- EXERCISE MATERIAL -
┌──

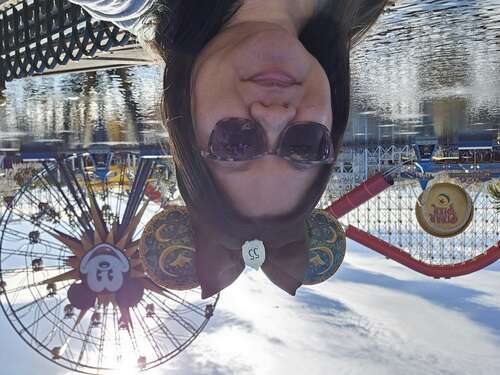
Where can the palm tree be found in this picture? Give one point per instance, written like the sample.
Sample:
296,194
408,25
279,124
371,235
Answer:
494,191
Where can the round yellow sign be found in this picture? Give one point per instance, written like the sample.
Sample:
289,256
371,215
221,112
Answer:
444,210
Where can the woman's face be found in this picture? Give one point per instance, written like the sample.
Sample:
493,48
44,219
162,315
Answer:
262,72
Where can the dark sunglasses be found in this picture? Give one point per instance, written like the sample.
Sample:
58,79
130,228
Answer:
240,139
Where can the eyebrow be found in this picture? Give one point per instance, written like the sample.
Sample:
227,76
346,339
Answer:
237,166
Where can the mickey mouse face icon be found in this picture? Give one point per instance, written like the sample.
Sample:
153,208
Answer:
103,269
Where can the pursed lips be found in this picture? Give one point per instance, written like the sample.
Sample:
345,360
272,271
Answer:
273,79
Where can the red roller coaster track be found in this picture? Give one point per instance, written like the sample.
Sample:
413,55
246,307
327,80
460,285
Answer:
371,188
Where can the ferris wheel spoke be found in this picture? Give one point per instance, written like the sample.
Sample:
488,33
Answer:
102,336
85,342
175,298
147,333
33,238
25,269
162,325
24,253
116,330
42,316
137,191
174,315
81,219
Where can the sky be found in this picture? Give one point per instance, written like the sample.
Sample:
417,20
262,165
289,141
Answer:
373,317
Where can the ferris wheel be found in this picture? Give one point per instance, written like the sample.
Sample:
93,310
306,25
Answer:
73,284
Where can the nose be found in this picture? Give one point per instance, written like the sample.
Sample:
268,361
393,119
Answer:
273,117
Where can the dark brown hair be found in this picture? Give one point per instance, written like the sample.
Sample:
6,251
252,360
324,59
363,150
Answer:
185,27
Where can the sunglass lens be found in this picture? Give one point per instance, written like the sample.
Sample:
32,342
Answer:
237,139
306,142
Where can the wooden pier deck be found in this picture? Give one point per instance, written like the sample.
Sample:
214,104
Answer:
72,43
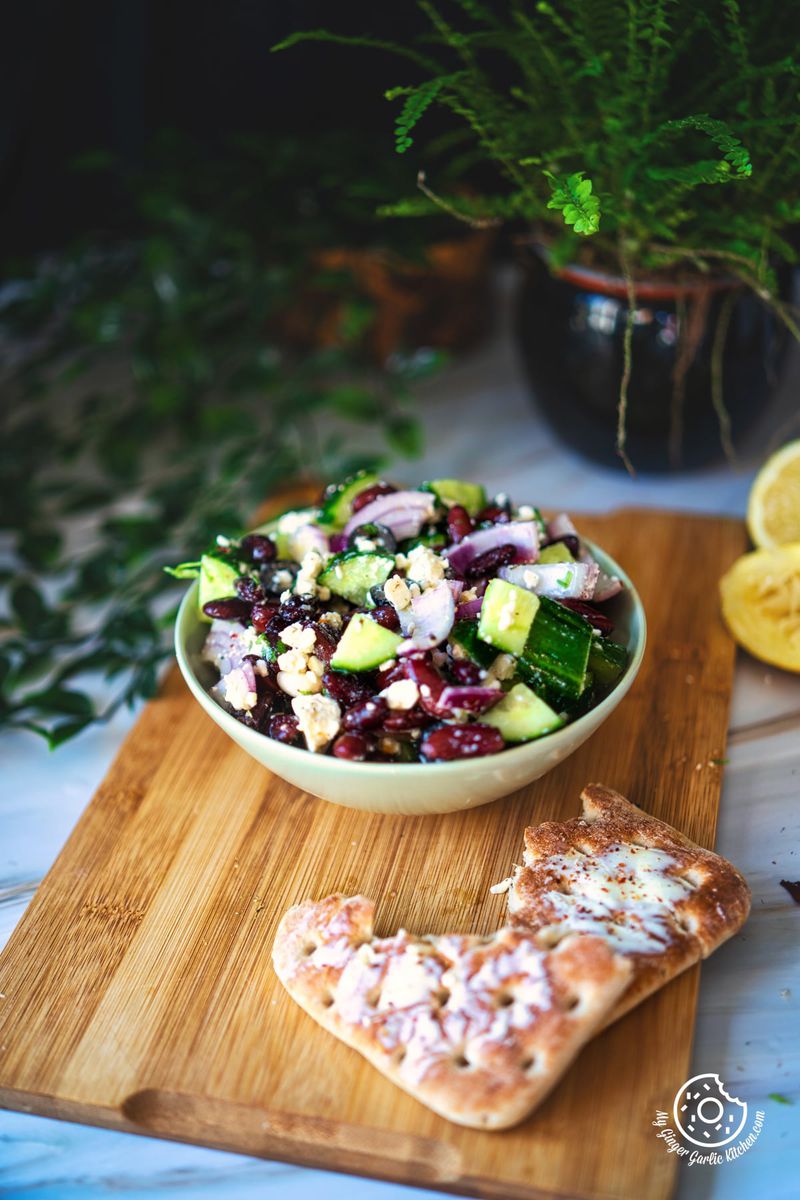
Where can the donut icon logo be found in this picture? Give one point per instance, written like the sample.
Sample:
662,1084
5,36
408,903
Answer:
705,1114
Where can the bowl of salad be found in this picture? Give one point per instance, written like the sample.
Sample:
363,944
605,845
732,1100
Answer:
409,649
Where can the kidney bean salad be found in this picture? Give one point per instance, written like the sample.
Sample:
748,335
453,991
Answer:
396,625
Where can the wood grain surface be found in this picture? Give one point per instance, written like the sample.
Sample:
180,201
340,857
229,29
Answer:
138,987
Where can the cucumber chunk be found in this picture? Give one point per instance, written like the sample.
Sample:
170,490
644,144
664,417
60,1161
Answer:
217,580
506,616
607,661
352,574
464,634
337,504
457,491
558,643
365,645
522,715
557,553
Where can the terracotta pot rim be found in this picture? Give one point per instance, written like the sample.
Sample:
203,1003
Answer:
645,289
607,283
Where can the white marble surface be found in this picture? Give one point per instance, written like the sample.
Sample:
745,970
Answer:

└──

- TASK TO COMPLETE -
Repeat the data exactly, excluding the pictures.

- EXERCISE ANSWER -
Where can the palm tree be found in this picture? Give one point per instance, written like the sample.
Sample:
296,194
408,25
279,124
371,235
Answer:
494,191
Where can the round yellow sign be found in this picture? Give one point per instance, written like the sample.
Sample:
289,256
371,215
221,112
Answer:
444,210
Where can the woman's face be found in this picture? Give one point per instance, written like the sample.
Sample:
493,48
44,219
162,315
Answer:
262,72
Where can the dark sunglasses be found in this picture? Give one point per instance, written like the sample.
Sample:
58,79
130,228
Answer:
240,139
Where can the eyebrow be found in this picture? Give one point per instance, written like the sample.
Sample:
227,76
346,339
Answer:
237,166
Where can the mickey mouse face icon be found in this picture? Give one point per instance, written like the sample.
Sample:
153,208
Answer:
103,269
Where can the pursed lips be found in this picture? Give one point per instance, written like the sample.
Sample:
345,360
272,271
Answer:
273,79
Where can the red roller coaster track be found in this picture? Give one point per instance, written like the sample.
Sample:
413,55
246,307
327,80
460,285
Answer:
371,188
Where can the ferris wheel spoke be found in this picture? Give one point per instance, written like the sample.
Sample:
488,33
Answer:
102,336
85,342
175,298
147,333
33,238
25,269
162,325
24,253
116,330
42,316
137,191
174,315
81,219
Where can the sky be found in this picture? Give one point per instance, written like the sample.
Sample:
417,20
262,165
289,141
Answer:
373,317
Where can the ferris wheel be found in this picture? Give one point per instance, written like the sample.
Sample:
93,310
306,25
Answer:
73,284
Where can the nose be found in this picture? Give one point per instance, written like the sample.
Sample:
268,361
393,119
Answer:
273,117
Where can the dark brown hair be found in this picture? Give one point per instance, written like the sample.
Sample:
6,251
252,360
324,59
363,150
Answer:
185,27
Where can the sunglass lens be found in this picture? Give one point per instance, written like the sample.
Sample:
32,342
Answer:
237,139
306,142
Where can the wooden pier deck be found in this picture? Give one point per instance, written like the sample.
Sample:
214,104
Answer:
72,43
Where can the donut icon logo be found in this picture? Give one point per instance, written like the sample.
Sample:
662,1084
5,36
408,903
Answer:
705,1114
Where can the bowl of salad be found in this picture? Give one point per instance, written like the sample.
Sample:
363,944
605,845
732,1100
Answer:
409,649
Where can the kidney bean salad be found in this picture? Give one point per instance, written like the sample.
Sample:
748,335
453,991
Answer:
396,625
Where can the wood grain surface be found in this picture? Give one point per instance, written like the sample.
Sample:
180,201
340,857
229,29
Answer:
138,987
Where can the cucumber chunk be found in this picture? Give one point per instance, written like the sample.
Sample:
170,490
644,144
664,417
60,1161
Answer:
217,580
506,616
607,661
352,574
464,634
337,504
457,491
558,643
365,645
522,715
557,553
Where can the terracotta pot rim be found in this picture? Give one point per instance, written like the sample.
Sample:
203,1003
Answer:
645,289
607,283
Where can the white marble surface be found in this picture? Give one point per instance, written like the sample.
Sample:
745,970
Answer:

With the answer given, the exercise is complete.